Top of Task material

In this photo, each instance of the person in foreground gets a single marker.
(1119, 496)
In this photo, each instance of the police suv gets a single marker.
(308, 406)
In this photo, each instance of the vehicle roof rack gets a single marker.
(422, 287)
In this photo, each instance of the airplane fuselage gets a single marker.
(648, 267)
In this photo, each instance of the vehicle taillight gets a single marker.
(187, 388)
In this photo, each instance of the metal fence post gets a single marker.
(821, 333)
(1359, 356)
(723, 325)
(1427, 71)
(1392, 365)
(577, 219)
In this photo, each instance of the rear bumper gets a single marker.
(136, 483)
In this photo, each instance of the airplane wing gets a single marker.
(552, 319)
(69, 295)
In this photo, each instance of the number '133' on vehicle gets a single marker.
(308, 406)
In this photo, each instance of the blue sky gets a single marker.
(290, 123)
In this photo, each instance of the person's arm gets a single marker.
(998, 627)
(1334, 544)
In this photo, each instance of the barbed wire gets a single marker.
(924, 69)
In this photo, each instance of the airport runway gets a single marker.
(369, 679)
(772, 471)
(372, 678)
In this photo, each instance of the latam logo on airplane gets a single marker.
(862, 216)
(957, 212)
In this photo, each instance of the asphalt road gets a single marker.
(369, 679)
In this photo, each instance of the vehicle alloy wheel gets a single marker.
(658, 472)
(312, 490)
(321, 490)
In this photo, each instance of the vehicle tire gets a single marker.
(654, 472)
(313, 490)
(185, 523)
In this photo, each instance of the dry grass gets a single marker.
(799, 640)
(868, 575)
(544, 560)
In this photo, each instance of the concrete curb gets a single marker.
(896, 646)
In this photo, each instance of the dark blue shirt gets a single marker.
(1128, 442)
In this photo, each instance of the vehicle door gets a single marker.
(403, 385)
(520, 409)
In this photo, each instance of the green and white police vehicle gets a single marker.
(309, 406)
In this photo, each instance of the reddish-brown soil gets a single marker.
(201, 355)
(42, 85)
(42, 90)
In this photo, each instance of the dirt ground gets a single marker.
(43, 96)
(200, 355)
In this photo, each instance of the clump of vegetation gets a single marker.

Bottom of Task material

**What to do:** Give back each record exactly, from the first line through the last.

**Solved exercise:**
In this photo, each instance of the person in foreground gets a single marker.
(1119, 496)
In this photo, each instance of the police suv gets a single marker.
(308, 406)
In this photo, each instance of the vehicle roof rack gets a single marker.
(422, 287)
In this photo, each instance of the airplane fuselage gets a single marker.
(648, 267)
In this photo, each instance of the vehicle taillight gets a single marker.
(187, 388)
In this photo, each instance of the metal fence post gets a single marker.
(821, 333)
(1359, 356)
(723, 325)
(1427, 71)
(1392, 365)
(577, 219)
In this photo, each instance of the rear bumper gets a single marker.
(136, 483)
In this photo, each instance of the airplane wing gets a single marker.
(552, 319)
(69, 295)
In this photo, each instance of the number '133' on vehicle gets a single marker.
(308, 406)
In this photo, each instance of the blue sky gets a single marker.
(290, 123)
In this photo, each instance of the person's arm gets a single marker.
(998, 627)
(1334, 544)
In this photo, each instance of the barbed wire gets a single marker.
(924, 69)
In this photo, each instance of the airport runway gets a single marker.
(369, 679)
(772, 471)
(372, 678)
In this photo, each instance of the latam logo on airplane gets a single marker.
(862, 216)
(957, 212)
In this photo, each instance of the asphalt road gets a single marker.
(369, 679)
In this photo, each instance of the vehicle alloy wheel gets a single marker.
(658, 472)
(312, 490)
(321, 490)
In this photo, each instance of the vehicle tire gets a single marker.
(654, 472)
(313, 490)
(185, 523)
In this photo, each instance of the dry grass gets a single marker.
(799, 640)
(868, 575)
(544, 560)
In this photo, each instance of the concrete curb gets a single marker.
(896, 646)
In this photo, each instance of the dark blue shirt gets a single marker.
(1128, 442)
In this photo, each instance of the vehicle door gets a single marker.
(403, 385)
(520, 409)
In this photo, each instance of the green and white police vehicle gets a single marker.
(309, 406)
In this photo, each instance of the reddish-brown soil gets a single marker.
(201, 355)
(42, 85)
(42, 90)
In this photo, each instance of the dirt ground gets a single marker.
(43, 96)
(200, 355)
In this photo, each instance of the clump of vegetation gets a single marker.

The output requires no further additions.